§ INSTRUCTIONS FOR THE TASK: From the entries below, return exactly the lines beginning at the one that contains "TARGET = man's gray beard" and ending at the one that contains "TARGET = woman's blonde hair", both of them included, and only those lines.

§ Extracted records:
──────

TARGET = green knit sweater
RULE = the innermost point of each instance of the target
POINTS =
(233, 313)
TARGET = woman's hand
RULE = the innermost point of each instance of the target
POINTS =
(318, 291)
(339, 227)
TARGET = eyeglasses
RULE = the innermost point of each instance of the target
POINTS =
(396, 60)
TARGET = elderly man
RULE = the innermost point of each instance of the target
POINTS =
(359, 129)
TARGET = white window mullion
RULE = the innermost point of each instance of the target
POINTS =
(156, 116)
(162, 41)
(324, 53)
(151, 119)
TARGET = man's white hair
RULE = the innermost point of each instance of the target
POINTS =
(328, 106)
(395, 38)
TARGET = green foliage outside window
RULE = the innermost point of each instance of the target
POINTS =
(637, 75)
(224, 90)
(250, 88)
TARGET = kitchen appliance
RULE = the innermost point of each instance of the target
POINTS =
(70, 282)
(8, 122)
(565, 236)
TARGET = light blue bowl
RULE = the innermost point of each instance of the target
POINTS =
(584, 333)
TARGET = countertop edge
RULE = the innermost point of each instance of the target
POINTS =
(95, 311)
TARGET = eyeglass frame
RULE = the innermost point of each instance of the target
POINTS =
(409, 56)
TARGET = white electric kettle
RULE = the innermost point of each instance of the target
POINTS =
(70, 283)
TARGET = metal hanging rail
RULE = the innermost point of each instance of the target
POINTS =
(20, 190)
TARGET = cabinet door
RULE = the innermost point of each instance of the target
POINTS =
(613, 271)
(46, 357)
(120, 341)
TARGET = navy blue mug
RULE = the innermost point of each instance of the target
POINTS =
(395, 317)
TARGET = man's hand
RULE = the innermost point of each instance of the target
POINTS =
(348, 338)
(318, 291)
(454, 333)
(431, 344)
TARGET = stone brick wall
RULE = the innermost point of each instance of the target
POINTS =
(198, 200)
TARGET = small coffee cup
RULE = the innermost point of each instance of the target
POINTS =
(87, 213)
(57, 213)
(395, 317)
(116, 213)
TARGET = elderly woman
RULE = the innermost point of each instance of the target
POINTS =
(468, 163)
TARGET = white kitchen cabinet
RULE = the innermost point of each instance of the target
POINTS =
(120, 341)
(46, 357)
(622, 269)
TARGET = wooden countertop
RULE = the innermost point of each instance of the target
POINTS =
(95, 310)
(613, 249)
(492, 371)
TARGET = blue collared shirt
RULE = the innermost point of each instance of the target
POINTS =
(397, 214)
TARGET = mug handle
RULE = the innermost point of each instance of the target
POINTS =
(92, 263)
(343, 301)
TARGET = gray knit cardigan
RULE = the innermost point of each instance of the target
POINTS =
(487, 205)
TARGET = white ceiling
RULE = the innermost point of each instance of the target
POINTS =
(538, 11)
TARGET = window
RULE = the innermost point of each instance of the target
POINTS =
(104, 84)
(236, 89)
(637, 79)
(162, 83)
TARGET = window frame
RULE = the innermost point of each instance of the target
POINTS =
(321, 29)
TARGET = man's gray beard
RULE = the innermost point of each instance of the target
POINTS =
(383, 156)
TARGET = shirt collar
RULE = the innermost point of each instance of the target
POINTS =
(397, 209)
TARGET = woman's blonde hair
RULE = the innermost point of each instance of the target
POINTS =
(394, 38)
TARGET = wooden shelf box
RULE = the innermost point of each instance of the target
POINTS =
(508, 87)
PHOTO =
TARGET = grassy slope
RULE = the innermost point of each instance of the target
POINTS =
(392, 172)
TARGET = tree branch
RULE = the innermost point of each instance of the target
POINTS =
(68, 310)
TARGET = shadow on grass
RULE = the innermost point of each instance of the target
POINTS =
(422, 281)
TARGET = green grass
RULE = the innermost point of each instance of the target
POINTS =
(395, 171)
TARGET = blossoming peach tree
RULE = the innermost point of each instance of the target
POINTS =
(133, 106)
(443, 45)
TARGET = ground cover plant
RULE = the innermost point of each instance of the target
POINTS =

──────

§ RESULT:
TARGET = man's gray beard
RULE = the innermost point of each instance of the target
POINTS =
(383, 156)
TARGET = shirt collar
RULE = the innermost point of each instance of the target
POINTS =
(397, 209)
TARGET = woman's blonde hair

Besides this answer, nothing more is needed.